* _Exercise instructions_
Duplicate the part of the child helpline article that runs from "We’re really excited" up to and including "and staff wellbeing.".

Child Helpline International launches eLearning on Mental Health and Psycho-Social Support

A teenage girl called the child helpline, seeking help on behalf of a friend who is 16 years old: “My friend says she just wants to die … please, can you help her?”

The girl reveals that her friend has behavioral problems. She has been harming herself with sharp objects like needles, and she’s been skipping school. This has been happening since she found out that her boyfriend had cheated on her. The caller doesn’t know how to help her friend any more, and is now so worried about her friend’s safety and wellbeing that she decided contacted to reach out to the child helpline for advice and support. The girl asked the child helpline if there was anything they could do, and she provided them with her friend’s contact details.

The child helpline counsellor made contact. The 16-year-old girl indicated that she was going through a heartbreak, and whenever she felt sad, she was hurting herself. She was grateful that the counsellor had made contact with her. The counsellor offered to put her in touch with a psychologist from one of the clinical partners the chilp helpline works with. The girl attended counselling sessions, in which she received psychosocial support. After just a few sessions, there was already a huge improvement – and she is now back at school and performing very well. 

This teenage girl is one of an increasing number of children and young people who are reaching out to child helplines across the African continent for support. Calls relating to mental health and wellbeing are on the rise, particularly because of the disruption to children’s family lives, social interactions and education that has been the result of the Covid-19 pandemic. And it’s not just in Africa that we’ve seen this: In the wake of the pandemic, mental health was the main reason children and young people were making contact with child helplines worldwide in 2021 

Who counsels the counsellors?

In Africa, our child helpline members responded to 2,793,561 contacts with 14 child helplines in 14 countries in 2021. They recorded a total number of 610,742 contacts who went on to receive counselling. Almost a tenth of these counselling calls was related to the child or young person’s mental health.

This rise in counselling contacts, and particularly the increase in calls relating to mental health and wellbeing, means that is not only essential to have counsellors who are sufficiently skilled to be able to respond to the calls, and help with the issues that children and young people are presenting, but also that the mental health and wellbeing of the counsellors themselves is taken into account, and that they are looked after and get the help and support that they themselves might need after dealing with these issues.  

It is with a view to addressing gaps in training for counsellors, both on providing psycho-social support to the children and young people who contact them, and on a proactive approach to ensuring that counsellors recognize when they need mental health support themselves, that Child Helpline International is launching four Mental Health and Psycho-Social Support (MHPSS) eLearning modules on our eLearning platform for our child helpline members.  

These eLearnings have been developed with the support of, and collaboration with, JellyBeanz – a non-profit organization that supports children and their families who have experienced trauma, abuse and neglect – together with UNICEF East and Southern Africa Regional Office (ESARO), Terre des Hommes and the WHO/UNICEF project Ensuring Quality in Psychological Support (EQUIP). In order to ensure the relevance and quality of these modules, these eLearnings have also benefited from reviews by Childline Helpline Zambia and Childline Kenya, as well as input from C-Sema Tanzania and Childline South Africa. 

We’re really excited to be able to share this eLearning to improve the knowledge of child helpline staff and the consistency and quality of training and service delivery on the topics of responding to mental health conditions, psychological first aid, child protection and staff wellbeing.

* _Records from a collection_
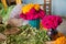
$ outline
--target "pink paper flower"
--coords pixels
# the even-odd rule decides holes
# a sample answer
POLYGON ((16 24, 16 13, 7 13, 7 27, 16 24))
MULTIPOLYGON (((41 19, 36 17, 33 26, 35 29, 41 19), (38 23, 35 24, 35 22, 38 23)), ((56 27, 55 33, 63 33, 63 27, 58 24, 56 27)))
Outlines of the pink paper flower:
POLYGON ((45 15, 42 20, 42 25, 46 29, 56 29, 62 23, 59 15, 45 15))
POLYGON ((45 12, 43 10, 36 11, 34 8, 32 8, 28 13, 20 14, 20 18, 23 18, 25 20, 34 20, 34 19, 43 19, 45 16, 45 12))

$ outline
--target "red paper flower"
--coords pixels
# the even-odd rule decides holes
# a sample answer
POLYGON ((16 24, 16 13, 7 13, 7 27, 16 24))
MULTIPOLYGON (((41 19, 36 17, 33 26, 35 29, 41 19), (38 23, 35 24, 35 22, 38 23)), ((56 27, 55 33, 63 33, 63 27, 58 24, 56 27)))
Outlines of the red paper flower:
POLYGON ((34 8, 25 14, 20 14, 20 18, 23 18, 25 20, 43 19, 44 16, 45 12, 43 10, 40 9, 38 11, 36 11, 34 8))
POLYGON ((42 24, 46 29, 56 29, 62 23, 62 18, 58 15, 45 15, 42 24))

==

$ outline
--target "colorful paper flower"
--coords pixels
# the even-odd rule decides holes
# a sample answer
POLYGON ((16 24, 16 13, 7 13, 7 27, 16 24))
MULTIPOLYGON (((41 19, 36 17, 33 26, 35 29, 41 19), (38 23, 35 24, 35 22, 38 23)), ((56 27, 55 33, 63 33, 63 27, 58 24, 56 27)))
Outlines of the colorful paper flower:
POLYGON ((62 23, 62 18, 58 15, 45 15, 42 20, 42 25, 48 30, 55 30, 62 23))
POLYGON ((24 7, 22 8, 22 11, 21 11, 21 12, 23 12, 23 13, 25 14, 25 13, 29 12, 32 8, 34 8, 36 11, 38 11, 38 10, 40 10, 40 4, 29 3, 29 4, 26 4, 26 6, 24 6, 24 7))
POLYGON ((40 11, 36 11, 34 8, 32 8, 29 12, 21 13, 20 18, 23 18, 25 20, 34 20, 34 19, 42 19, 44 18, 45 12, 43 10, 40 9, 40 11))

* _Exercise solution_
We’re really excited to be able to share this eLearning to improve the knowledge of child helpline staff and the consistency and quality of training and service delivery on the topics of responding to mental health conditions, psychological first aid, child protection and staff wellbeing.